[Working data]

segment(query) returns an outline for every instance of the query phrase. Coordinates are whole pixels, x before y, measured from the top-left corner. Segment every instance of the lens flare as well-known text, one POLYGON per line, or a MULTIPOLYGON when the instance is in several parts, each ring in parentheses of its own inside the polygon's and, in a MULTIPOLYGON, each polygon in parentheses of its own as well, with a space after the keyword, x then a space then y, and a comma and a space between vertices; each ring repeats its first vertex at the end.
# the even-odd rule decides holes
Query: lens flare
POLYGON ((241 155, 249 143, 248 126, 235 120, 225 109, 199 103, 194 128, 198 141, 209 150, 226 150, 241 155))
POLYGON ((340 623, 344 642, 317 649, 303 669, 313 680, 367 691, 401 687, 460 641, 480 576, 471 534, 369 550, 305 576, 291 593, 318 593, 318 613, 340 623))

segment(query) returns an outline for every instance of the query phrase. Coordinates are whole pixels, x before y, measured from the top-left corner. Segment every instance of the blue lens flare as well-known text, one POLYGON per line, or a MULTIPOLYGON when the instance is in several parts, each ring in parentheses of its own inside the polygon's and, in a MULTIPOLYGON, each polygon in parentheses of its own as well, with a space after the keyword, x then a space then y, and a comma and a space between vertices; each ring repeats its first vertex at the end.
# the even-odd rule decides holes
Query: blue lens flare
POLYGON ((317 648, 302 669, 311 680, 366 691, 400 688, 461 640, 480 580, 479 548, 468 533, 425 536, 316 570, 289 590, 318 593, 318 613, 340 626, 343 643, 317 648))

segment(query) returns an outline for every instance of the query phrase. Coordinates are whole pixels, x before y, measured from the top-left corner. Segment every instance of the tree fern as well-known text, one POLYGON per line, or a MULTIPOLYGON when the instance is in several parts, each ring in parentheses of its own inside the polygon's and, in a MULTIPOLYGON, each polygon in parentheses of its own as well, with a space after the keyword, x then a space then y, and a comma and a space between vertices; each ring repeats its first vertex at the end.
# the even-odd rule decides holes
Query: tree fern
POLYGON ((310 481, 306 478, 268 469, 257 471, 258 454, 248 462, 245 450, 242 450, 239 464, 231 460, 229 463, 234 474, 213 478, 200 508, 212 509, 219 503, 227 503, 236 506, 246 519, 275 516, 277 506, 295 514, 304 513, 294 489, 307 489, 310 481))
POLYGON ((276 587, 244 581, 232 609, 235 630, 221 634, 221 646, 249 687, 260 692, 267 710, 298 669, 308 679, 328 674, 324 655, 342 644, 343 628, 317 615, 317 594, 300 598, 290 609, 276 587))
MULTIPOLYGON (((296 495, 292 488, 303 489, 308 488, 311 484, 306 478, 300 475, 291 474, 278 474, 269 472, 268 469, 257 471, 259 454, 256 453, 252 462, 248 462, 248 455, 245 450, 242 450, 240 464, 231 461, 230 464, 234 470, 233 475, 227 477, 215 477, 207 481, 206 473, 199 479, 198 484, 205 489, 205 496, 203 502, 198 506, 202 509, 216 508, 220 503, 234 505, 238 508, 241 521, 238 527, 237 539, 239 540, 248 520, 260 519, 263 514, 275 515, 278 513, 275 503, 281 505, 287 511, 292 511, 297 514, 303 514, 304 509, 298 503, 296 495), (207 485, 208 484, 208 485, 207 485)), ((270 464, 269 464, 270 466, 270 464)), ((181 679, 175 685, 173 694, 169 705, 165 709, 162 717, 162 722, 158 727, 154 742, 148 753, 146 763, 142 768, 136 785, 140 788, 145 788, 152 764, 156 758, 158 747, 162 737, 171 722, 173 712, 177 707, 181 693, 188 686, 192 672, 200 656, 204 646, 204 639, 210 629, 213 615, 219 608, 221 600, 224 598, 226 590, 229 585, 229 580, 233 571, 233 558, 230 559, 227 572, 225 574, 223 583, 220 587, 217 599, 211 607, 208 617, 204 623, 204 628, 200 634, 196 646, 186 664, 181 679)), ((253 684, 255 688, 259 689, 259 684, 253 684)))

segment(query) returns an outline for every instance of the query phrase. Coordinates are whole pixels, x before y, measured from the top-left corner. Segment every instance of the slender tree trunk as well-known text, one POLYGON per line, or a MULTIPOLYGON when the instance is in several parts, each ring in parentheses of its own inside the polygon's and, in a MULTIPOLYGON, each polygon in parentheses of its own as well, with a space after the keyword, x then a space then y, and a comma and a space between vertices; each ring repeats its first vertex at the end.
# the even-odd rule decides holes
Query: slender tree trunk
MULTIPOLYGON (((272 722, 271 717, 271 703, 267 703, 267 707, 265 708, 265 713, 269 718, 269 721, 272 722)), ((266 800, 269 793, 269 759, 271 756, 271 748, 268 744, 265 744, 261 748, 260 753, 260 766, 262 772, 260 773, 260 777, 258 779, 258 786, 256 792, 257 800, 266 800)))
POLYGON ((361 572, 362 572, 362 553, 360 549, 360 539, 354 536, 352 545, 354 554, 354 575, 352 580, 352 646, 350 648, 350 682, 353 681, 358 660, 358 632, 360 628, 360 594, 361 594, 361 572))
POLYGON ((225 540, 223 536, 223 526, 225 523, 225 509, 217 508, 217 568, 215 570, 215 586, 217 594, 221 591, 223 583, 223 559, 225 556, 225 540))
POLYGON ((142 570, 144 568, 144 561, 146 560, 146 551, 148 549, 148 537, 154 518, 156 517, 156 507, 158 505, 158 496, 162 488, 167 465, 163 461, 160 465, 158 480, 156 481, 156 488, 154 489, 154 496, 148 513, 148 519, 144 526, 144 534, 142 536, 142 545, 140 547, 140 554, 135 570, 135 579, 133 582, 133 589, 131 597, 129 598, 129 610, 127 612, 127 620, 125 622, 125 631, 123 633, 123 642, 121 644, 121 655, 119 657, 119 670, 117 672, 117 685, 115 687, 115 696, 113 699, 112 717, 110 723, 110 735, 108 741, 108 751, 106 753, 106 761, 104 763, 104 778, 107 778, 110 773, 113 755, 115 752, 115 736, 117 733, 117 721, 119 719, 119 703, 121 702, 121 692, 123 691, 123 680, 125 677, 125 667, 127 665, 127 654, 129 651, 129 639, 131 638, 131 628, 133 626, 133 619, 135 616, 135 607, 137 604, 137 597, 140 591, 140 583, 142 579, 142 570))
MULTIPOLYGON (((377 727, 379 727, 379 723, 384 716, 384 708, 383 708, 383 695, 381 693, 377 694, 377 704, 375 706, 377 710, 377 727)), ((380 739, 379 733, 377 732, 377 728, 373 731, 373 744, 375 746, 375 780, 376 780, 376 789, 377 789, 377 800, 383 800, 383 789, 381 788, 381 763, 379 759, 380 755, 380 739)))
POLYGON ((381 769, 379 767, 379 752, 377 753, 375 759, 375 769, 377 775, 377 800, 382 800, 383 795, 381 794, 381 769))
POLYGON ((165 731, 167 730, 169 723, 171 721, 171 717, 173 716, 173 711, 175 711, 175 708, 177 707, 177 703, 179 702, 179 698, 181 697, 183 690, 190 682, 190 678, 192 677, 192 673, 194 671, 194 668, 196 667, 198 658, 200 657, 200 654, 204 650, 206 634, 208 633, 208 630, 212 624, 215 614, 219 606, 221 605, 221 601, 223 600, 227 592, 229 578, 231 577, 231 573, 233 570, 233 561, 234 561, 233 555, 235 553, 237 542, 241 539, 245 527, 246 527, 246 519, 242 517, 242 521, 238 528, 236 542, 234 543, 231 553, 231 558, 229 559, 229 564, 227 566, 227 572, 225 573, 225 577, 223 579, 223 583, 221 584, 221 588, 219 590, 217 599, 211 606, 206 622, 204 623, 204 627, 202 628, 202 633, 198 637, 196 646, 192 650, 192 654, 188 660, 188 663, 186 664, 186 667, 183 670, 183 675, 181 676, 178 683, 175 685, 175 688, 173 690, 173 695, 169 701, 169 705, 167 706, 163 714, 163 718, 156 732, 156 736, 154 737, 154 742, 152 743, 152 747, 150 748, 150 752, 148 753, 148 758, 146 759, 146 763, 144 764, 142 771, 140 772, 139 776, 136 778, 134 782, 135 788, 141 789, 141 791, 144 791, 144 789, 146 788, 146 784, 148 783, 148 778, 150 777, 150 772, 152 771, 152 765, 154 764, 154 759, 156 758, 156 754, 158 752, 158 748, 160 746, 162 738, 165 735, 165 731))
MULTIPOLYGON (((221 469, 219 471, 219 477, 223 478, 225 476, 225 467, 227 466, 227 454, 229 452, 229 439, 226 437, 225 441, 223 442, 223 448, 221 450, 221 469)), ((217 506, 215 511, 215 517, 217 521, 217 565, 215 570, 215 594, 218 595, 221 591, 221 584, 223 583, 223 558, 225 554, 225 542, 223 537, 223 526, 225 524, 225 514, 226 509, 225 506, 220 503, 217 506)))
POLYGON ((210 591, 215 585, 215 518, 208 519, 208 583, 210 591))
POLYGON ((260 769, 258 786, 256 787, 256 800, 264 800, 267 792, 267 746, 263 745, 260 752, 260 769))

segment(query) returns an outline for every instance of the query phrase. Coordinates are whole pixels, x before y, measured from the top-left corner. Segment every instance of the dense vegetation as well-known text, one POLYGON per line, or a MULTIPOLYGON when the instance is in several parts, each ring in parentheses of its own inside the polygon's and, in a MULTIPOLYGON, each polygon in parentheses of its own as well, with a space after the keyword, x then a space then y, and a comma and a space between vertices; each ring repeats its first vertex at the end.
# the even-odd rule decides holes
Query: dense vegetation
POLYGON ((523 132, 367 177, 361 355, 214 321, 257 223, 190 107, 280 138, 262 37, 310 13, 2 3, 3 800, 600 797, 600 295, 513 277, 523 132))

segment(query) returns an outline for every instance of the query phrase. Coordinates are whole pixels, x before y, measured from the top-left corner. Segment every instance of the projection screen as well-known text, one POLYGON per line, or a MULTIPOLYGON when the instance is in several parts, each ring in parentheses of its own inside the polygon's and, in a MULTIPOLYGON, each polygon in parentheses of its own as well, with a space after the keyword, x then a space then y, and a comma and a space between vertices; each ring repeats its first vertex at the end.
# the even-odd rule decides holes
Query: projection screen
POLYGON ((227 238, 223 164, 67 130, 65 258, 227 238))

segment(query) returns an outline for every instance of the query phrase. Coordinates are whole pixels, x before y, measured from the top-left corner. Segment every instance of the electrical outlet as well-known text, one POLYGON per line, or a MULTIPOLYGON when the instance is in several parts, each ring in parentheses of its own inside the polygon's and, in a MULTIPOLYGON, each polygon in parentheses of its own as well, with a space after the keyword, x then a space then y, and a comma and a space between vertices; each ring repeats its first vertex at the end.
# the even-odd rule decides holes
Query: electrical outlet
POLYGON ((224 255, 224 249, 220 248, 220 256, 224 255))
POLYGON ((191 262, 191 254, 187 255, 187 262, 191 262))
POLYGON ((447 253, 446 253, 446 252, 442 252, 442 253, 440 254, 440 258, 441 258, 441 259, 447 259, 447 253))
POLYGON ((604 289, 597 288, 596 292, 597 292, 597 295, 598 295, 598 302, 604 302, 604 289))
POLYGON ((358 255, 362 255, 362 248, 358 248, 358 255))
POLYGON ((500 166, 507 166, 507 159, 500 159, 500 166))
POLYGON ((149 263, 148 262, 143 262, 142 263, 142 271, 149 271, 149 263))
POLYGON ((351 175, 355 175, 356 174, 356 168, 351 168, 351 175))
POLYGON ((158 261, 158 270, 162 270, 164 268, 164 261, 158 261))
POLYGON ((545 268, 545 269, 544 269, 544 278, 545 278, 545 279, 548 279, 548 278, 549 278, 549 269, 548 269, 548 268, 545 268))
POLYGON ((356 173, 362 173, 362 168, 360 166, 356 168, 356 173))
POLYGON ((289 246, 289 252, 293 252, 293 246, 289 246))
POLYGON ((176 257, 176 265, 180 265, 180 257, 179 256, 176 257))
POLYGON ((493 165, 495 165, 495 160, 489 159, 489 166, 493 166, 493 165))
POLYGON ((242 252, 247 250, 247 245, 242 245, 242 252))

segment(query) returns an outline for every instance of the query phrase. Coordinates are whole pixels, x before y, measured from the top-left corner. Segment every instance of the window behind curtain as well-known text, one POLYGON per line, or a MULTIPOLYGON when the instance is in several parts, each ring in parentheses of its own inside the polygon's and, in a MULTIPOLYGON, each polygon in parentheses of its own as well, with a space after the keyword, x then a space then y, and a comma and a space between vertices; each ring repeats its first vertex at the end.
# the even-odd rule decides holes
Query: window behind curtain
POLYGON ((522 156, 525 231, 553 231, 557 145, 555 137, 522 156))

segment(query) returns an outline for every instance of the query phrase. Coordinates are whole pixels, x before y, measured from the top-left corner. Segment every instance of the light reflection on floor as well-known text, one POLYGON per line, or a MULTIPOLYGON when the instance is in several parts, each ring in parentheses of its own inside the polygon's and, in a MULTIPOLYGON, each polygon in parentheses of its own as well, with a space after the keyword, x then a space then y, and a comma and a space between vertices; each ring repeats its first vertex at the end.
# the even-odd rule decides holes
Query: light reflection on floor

[/Working data]

• [What to produce]: Whenever a line in the listing above includes the word "light", return that line.

• [Finished exercise]:
segment(query) returns an outline for every instance of the query phrase. Coordinates are whole pixels, x before y, measured from the top-left corner. Segment every instance of the light reflection on floor as well-known text, one POLYGON per line, or a MULTIPOLYGON when the instance is in several parts, each ring in parentheses of its own inside the polygon's and, in a MULTIPOLYGON, each polygon in parentheses of its own as well, with a space after the keyword, x then a space then y, and a comma and a space between vertices; each ring repeats its first vertex at the end.
Query: light reflection on floor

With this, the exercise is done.